● **Required work**: Lift out all lines below that contain "Annotation".

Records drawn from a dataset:

= = =

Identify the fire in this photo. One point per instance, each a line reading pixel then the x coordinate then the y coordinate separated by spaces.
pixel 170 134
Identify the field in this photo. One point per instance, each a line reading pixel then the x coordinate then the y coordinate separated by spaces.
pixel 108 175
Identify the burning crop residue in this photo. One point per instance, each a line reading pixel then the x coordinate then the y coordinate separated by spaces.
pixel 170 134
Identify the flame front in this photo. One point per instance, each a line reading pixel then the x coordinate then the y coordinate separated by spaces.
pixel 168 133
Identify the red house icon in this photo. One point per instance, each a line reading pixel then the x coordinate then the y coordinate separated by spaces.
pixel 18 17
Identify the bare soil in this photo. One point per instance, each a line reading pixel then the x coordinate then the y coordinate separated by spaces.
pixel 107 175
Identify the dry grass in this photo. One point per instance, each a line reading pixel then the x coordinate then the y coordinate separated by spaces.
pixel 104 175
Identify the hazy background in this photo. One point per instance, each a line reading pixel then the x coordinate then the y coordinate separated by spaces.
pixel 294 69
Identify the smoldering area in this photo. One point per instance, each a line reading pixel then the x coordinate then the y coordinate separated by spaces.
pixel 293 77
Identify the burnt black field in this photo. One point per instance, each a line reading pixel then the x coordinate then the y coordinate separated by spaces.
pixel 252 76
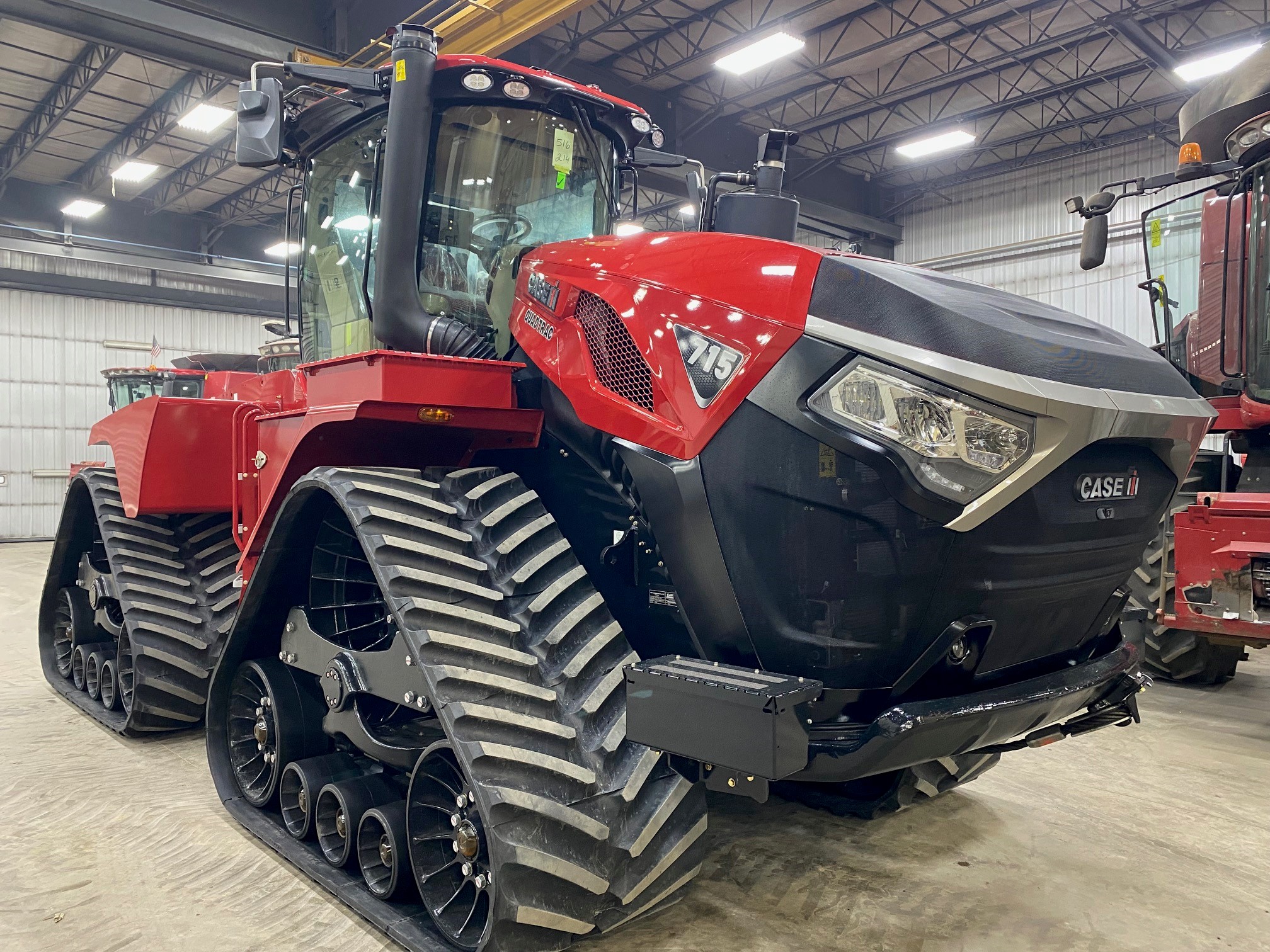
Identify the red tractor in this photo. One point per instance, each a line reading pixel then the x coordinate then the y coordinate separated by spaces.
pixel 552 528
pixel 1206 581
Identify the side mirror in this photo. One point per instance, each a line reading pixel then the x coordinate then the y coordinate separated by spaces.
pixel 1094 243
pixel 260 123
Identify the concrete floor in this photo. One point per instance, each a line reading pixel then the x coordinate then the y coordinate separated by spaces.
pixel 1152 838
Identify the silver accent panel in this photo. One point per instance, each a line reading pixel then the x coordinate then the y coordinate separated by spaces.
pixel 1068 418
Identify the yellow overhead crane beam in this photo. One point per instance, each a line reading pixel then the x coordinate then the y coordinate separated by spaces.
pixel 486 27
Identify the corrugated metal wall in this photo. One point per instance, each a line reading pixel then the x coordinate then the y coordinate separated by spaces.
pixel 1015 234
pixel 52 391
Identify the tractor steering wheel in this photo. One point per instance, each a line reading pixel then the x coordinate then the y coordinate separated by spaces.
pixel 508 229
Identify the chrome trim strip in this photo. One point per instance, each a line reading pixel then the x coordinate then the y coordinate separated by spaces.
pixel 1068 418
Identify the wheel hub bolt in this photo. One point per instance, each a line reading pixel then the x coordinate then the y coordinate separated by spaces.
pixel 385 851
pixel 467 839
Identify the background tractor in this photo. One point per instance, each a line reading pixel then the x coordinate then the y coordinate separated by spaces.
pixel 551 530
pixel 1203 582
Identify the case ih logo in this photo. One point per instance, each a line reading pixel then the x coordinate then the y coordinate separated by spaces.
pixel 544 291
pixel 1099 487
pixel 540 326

= = =

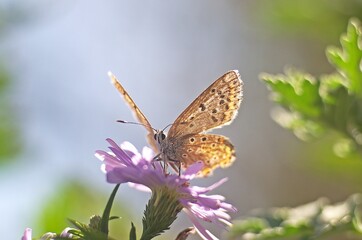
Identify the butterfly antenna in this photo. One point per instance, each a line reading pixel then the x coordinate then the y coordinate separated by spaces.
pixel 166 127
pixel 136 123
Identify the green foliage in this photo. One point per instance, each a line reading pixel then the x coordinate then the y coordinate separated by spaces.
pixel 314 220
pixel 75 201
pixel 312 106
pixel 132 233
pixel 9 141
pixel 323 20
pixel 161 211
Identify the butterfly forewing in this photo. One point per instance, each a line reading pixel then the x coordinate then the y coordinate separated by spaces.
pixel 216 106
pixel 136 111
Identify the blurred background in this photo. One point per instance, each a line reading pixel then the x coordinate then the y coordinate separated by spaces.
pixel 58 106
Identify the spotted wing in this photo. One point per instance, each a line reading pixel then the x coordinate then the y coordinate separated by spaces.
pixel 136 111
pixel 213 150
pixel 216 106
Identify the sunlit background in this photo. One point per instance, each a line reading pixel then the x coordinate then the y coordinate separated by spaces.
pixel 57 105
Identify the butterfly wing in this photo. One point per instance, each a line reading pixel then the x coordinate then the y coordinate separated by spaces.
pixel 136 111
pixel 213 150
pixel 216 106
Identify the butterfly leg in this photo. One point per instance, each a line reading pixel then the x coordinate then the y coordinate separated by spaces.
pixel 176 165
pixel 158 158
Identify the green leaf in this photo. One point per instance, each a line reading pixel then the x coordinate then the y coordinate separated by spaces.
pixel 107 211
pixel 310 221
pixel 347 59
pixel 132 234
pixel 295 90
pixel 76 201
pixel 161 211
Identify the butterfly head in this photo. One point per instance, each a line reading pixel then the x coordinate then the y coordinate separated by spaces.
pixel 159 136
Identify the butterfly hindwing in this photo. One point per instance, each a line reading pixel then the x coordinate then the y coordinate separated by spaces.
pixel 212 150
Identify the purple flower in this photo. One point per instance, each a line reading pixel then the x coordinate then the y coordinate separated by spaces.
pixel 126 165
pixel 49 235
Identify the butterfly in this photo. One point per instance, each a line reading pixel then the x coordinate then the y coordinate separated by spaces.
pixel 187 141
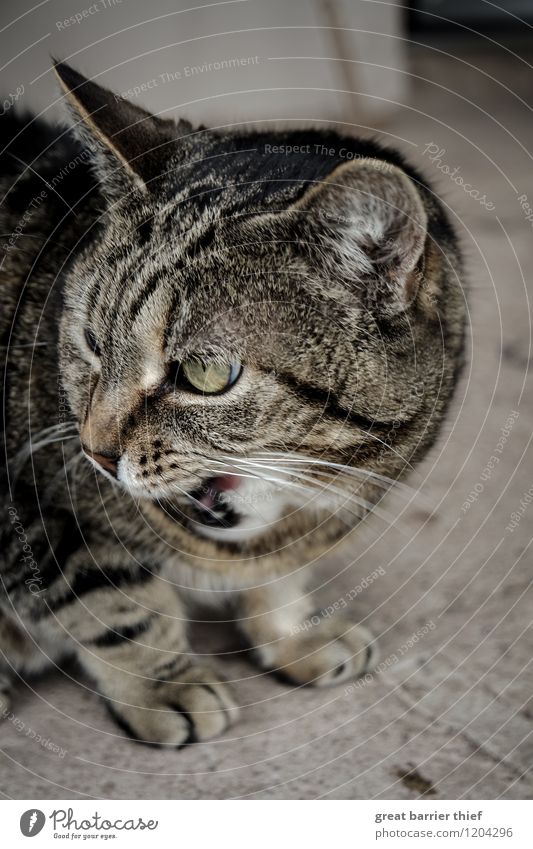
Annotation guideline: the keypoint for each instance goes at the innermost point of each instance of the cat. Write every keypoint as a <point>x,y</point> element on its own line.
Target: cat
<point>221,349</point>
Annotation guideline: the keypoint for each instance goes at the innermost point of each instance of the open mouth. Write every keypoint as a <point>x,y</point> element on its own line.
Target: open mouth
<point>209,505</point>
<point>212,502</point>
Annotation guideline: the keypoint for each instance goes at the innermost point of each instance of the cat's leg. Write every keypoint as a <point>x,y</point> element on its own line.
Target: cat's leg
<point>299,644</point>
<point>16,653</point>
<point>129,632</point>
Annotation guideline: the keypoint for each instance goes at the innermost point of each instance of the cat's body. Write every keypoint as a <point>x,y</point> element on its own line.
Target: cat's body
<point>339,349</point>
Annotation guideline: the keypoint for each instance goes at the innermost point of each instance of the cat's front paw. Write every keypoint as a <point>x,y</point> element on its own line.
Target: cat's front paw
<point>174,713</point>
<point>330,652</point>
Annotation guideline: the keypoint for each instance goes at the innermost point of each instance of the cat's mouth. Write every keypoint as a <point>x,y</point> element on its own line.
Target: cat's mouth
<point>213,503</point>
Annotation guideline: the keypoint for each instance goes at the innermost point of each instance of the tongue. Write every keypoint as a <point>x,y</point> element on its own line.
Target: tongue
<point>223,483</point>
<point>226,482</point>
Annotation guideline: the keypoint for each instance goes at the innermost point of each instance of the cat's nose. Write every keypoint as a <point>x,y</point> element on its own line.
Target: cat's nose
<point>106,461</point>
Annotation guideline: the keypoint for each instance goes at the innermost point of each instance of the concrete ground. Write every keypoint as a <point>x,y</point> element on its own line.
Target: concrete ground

= = =

● **Written reply**:
Annotation guideline: the keypoint for each instance goes at the innermost point of each instance of the cat. Write every keypoint as a <point>x,y</point> element on its own line.
Annotation guideline: the keypoint for each instance goes at the innermost point of each instance of the open mouth. Write every keypoint as a <point>x,y</point> element on its own line.
Annotation guideline: the keypoint for each instance goes at the innermost point of each instance of the cat's leg. Write every keypoint as a <point>x,y</point> element on its own line.
Annotation guideline: the keypoint for each instance goes at the innermost point of each instance of the cat's body. Write every keypoint as a <point>x,y</point> element on its own line.
Annotation guideline: the keypoint for each instance goes at the innermost point of each instance of the cat's front paw. Write every keypoint as a <point>x,y</point> element on its own line.
Annotation guideline: the keypoint for each instance goes at the innermost point of each instance of the cat's mouth. Write every keypoint as a <point>x,y</point> element on its own line.
Annotation guideline: the keypoint for each instance goes at the innermost point of each instance of the tongue. Write every keypoint as a <point>x,y</point> element on its own line.
Annotation guideline: the keypoint for each instance goes at the innermost point of each instance of the cat's nose. Write every keypoint as a <point>x,y</point> element on its own line.
Annotation guideline: the keypoint for each instance goes at the innermost point of each instance of the concrete ground. Write every keypoint as a <point>x,y</point> element on its own line.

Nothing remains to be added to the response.